● **SOURCE PASSAGE**
-- BEGIN --
# Looking for advice on fulltime van living



## Bear1 (May 1, 2014)

Hey there I've just joined this Forum 
 I'm Bear/Kris I was referred to this website from a group on Facebook.  I've had a tough past few years and been pretty much stuck unemployed and frustrated and with itchy feet as ive not been travelling since my teens  ( 0ver ten years ago :S ) but have just found employment again. Im planning on saving up and probably buying a vw t25 camper fairly cheapy ( I would love a bay window but its twice the price :S). I'm aiming to get sorted and go in about a year or so and want to travel and live in it fulltime. I'm initially planning for a few long weekends then take the plunge. I initially plan to stay in the uk till I get used to van living then am looking to go to a few countries in Europe. 
So ive started investigating the do`s and dont`s of van living is there any peeps on here doing similar at the mo? Im looking for suggestions on books to read, ways to make money as I go and the kind of essentials I would need on a day to day basis. all advice and comments appreciated


----------



## Deleted member 207 (May 1, 2014)

Personally I'd go for a van that is completely self contained - shower, toilet, hot water, central heating, fridge - plenty of vans out there in the Sprinter size that make it easy to full time. Unless you intend living in campsites? then you can use their showers and toilets. Have a look at mobile.de to see what is available. I've lived in a Mercedes 309D T1 Westfalia conversion for 9 months, biggest hassle was finding somewhere to fill up with water and empty the toilet.

If you are looking for work it makes it easier if you can present clean and showered to an employer.

If you are flexible for work then its pretty easy to get a job anywhere - well maybe not Greece at present - as a mid twenties I sold ice creams on the beaches in Southern France for two summer seasons and drove trucks during the winter, there were plenty of other beach sellers - drinks, fake African trinkets, monokinis (best if you are a voluptuous female for those).


----------



## wtrlnds64 (May 1, 2014)

Hello Bear and welcome...
We intend to tour Europe in the near future...staying away at about 3 months at a time...but if there is anything we have learned about van 'living' it's been that our solar panel has been a godsend for wilding...we travel as lightly as we can without denying our comfort, to save on running costs...we have a 'topper' on our matress and use warm sheets in the winter and cool ones in the summer...we buy cheap 5ltr bottles of water to use for cooking and drinking...thus saving tank supply for mini showers and the loo...we carry two loos (just in case)...but we try not to use the onboard one...loads more tips but I expect others can list far better ones...but what ever you decide...enjoy...:wave:


----------



## jamesasb (May 1, 2014)

If i were going to do it i would be only considering something like a 3.5t lwb van or bigger if your livense covers it


----------



## Deleted member 38556 (May 1, 2014)

I have lived full time in my American RV  since 2011
You really do need to get a van that has all your needs coverd ( not an easy task) 

I went for American as almost all Euroboxs are built on light weight  hence things brake all  the time
For a proper house on wheels I went for a 34 foot with slide out 
Fixed walk around bed in rear 
The yanks put every thing you could possibly need in as standard 
Running costs are about £0.50pence per mile
A good condition one can be found for around £25K 

My advice. Get one and enjoy the freedom to go where ever the sun shines

Good luck 

Ian


----------



## mikejay (May 1, 2014)
-- END --
● **STORED RECORDS**
-- BEGIN --
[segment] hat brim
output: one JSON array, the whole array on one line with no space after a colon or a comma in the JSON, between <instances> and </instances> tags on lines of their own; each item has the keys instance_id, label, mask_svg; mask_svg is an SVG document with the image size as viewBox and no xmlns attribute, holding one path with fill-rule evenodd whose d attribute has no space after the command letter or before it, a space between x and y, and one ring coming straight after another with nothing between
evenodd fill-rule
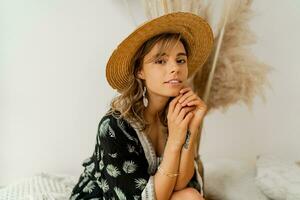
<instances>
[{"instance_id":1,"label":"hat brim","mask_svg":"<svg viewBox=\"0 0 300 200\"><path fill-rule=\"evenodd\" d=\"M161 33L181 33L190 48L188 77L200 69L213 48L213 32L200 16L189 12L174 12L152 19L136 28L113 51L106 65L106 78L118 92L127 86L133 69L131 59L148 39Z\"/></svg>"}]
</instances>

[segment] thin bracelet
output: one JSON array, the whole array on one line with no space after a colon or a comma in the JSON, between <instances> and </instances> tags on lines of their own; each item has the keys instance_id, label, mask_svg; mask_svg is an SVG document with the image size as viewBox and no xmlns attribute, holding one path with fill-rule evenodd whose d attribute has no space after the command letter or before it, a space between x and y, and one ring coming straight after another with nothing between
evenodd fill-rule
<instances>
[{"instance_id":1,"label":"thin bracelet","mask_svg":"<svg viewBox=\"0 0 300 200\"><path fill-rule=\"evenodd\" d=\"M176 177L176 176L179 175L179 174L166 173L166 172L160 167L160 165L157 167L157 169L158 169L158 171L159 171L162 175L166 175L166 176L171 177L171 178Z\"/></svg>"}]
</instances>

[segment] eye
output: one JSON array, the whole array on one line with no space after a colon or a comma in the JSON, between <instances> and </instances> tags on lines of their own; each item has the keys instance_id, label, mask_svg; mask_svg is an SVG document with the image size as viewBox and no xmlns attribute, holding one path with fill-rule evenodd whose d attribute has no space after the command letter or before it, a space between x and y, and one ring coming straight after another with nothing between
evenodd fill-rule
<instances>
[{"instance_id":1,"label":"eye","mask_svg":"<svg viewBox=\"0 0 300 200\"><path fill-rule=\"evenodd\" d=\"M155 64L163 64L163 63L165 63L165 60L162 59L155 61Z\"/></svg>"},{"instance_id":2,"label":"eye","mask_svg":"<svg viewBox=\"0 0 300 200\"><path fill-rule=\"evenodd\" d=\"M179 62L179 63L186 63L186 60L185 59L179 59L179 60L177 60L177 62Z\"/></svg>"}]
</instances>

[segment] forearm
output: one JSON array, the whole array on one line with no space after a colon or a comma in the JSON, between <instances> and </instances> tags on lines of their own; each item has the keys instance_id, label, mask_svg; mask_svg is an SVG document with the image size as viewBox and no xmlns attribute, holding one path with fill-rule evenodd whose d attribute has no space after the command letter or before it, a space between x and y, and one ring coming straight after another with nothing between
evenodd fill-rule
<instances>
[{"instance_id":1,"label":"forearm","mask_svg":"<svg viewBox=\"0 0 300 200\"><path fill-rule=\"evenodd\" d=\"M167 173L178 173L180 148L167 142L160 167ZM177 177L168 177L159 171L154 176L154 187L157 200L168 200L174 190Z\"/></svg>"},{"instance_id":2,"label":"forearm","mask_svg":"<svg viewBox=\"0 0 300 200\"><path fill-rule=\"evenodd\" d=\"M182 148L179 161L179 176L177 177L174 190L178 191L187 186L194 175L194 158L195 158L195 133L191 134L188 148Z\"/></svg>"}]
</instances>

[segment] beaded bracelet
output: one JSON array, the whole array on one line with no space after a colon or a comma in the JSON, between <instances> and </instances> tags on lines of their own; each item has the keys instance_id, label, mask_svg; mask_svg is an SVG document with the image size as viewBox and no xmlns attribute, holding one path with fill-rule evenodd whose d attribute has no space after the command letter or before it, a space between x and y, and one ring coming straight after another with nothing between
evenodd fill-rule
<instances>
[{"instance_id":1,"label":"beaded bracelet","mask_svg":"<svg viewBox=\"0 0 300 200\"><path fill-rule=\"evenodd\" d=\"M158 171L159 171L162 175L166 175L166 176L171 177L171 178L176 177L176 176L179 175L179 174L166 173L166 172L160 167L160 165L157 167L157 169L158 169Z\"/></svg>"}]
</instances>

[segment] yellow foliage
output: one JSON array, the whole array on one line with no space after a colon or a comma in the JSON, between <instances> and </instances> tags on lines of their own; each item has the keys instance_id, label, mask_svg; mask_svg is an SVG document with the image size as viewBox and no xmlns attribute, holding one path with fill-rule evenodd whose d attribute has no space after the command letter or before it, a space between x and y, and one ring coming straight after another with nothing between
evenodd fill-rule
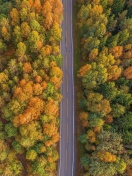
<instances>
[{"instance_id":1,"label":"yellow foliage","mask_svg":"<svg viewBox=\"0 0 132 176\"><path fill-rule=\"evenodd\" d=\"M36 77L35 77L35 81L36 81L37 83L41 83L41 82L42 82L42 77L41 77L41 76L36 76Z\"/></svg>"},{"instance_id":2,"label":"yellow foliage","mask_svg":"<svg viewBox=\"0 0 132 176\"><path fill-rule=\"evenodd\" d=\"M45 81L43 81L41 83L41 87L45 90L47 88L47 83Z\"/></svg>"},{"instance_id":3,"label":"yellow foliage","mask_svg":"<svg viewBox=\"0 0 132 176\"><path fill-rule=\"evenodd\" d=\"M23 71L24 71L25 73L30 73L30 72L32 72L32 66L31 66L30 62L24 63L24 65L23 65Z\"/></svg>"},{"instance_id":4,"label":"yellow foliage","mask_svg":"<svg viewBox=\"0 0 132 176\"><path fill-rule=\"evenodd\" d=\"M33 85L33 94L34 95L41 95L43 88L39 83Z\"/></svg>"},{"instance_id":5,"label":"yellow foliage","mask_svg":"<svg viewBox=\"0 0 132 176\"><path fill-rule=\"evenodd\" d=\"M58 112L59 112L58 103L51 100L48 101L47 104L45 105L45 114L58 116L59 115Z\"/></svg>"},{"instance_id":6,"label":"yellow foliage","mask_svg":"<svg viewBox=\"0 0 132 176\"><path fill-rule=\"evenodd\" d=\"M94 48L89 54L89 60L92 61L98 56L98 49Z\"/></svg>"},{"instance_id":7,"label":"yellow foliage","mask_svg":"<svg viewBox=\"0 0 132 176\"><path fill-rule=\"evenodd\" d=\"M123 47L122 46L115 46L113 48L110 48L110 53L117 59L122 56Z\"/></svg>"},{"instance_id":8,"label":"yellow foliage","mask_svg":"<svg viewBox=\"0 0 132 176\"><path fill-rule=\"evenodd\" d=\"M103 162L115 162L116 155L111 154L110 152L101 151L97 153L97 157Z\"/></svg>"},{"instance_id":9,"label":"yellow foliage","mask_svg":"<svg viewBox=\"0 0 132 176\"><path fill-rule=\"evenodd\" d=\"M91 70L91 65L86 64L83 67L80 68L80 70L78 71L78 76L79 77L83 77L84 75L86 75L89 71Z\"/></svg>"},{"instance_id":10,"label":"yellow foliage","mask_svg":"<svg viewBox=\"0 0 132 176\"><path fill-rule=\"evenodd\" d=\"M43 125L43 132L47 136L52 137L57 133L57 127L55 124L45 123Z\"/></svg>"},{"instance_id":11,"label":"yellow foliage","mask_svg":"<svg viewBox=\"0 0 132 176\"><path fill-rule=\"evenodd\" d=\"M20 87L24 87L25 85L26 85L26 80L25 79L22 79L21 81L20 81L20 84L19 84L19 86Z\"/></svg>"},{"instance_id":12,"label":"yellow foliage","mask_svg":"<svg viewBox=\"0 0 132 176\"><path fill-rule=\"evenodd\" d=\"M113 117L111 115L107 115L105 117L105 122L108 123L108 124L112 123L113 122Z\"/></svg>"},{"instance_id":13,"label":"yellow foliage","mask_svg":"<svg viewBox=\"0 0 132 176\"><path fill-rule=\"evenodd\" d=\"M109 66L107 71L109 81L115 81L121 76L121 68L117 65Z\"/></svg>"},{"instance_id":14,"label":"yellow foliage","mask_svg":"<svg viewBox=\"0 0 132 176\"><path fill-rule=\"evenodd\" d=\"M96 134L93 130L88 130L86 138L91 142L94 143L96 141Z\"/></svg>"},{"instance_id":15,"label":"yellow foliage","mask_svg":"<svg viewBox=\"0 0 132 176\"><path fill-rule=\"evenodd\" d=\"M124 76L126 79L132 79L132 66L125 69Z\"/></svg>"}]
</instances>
-- END --
-- BEGIN --
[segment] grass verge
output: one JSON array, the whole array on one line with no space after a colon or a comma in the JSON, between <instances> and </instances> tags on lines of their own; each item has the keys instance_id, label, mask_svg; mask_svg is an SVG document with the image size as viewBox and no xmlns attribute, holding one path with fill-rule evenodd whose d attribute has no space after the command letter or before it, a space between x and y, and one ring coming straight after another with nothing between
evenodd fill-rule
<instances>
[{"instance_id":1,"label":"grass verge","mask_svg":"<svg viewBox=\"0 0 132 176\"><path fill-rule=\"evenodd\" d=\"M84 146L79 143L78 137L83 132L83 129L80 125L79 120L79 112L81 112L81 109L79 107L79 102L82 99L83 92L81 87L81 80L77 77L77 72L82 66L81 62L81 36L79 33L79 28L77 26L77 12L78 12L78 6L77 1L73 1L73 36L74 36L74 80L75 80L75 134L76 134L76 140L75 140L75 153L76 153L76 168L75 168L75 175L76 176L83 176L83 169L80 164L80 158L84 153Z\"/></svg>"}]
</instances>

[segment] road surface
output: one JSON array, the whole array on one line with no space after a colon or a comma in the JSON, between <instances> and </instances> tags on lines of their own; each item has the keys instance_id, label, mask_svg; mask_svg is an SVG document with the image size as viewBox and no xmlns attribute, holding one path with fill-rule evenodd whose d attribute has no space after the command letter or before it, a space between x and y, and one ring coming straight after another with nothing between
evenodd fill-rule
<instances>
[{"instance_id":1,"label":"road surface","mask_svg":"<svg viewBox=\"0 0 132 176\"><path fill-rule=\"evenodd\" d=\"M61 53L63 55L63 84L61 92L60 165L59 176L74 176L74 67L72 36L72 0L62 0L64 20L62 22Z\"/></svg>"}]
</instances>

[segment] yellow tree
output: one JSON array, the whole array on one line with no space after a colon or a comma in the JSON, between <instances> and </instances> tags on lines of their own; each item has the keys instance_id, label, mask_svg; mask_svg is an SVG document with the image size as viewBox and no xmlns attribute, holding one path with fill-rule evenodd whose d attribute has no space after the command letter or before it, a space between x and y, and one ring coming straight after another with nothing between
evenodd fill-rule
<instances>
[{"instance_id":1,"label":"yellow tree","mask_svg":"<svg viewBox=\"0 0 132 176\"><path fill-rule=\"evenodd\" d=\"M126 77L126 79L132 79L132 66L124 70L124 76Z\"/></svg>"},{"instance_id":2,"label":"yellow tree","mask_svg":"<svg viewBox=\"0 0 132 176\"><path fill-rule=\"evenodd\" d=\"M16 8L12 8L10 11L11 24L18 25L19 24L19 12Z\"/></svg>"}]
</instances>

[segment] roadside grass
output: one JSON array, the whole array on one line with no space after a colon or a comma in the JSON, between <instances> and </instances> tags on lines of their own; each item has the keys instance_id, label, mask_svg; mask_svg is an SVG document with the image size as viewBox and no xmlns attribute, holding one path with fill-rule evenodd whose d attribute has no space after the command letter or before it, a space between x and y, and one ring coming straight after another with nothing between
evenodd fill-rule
-- END --
● **PROBLEM SET**
[A] In the van living thread, what running cost per mile is given for the American RV?
[B] Write the next part of the van living thread, following on from its final line.

● **RESULTS OF THE EXERCISE**
[A] About £0.50 per mile.

[B]
Only advice i can offer is if its a cheap vw t25 it will be a money pit. As much as i love old vw's unless its a good one which if its cheap it will not be you will always be paying out. I had a mk1 vw lt35 you could have lived in that but after owning and looking after it for 10yrs sold it for a newer lt.

Mike


----------



## Firefox (May 1, 2014)

Don't get a T25.

First they don't come cheap, even for a worn out rust bucket, and it will be a cash drain. Second not the kind of vehicle best for full timing in.

For all the VW's you pay a big cult premium. For many new people, that's the only van they have heard of. Therefore you are competing with loads of people and they go for silly prices. Not the van for a budget buy.


----------



## st3v3 (May 1, 2014)

Whilst I haven't done any long time in it, I can absolutely imagine it being easy enough to live in my van. Another vote for Merc Sprinter MWB.

VW's are stupid money, and whilst all very romantic, not very good long term IMO - sorry to those who own them...


----------



## n brown (May 1, 2014)

didn't we just do a long thread on this very subject ? if so maybe somebody with a memory could direct the op


----------



## Van Diesel (May 1, 2014)

st3v3 said:


> Whilst I haven't done any long time in it, I can absolutely imagine it being easy enough to live in my van. Another vote for Merc Sprinter MWB.
> 
> VW's are stupid money, and whilst all very romantic, not very good long term IMO - sorry to those who own them...



There's a lot of unlove for T25's above....I just can't let that go by!!!;  a careful search will find you a good quality T25, reliable, easy and cheap as chips to maintain ........ Van Diesel is 29yrs old and a trusty old  mate..... And in better nick than some of those more modern white boxes out there (controversy!). 

That said I wouldn't want / couldn't live full time in him!!! A month is about the limit.

st3v3 is right on the advice....and I'd look for something with a shower!!! My choice, hands down, a self converted Unimog!  You've got a year to build it and will know it inside out.  But you'll need to be able to afford the fuel!!!!! - go sub Saharan any you'll be fine......

Lovin your dream Bear.......keep it alive....


----------



## vwalan (May 1, 2014)

i travelled all over europe and most of north africa in vw,s t2 and t25,s . they are a bit small. these days i would say get an ex prison truck like these DAF TRUCKS FA LF45.150 Prison Van | eBay
insulated and make great campers . my mate as had one for years . its bright purple . most winter travellers know it . cheap for bits etc . or get a mitsubishi canter .they drive like vwt25 but faster ,better brakes etc . 
you can have permenant bed ,shower . decent kitchen and seating table area . plus garage under bed for a dax m,bike etc . plus big gas bottles and lots of payload for bringing supplies back in to uk.


----------



## st3v3 (May 1, 2014)

Van Diesel said:


> My choice, hands down, a self converted Unimog!





vwalan said:


> get an ex prison truck like these DAF TRUCKS FA LF45.150 Prison Van | eBay
> insulated and make great campers .



Both of those would be awesome, if a little difficult to park lol.


----------



## vwalan (May 1, 2014)

dont be silly .bob lives in his . i go away for 6 months in winter never have a problem in my mini artic . bobs is a 14ft box and almost fits in a car space .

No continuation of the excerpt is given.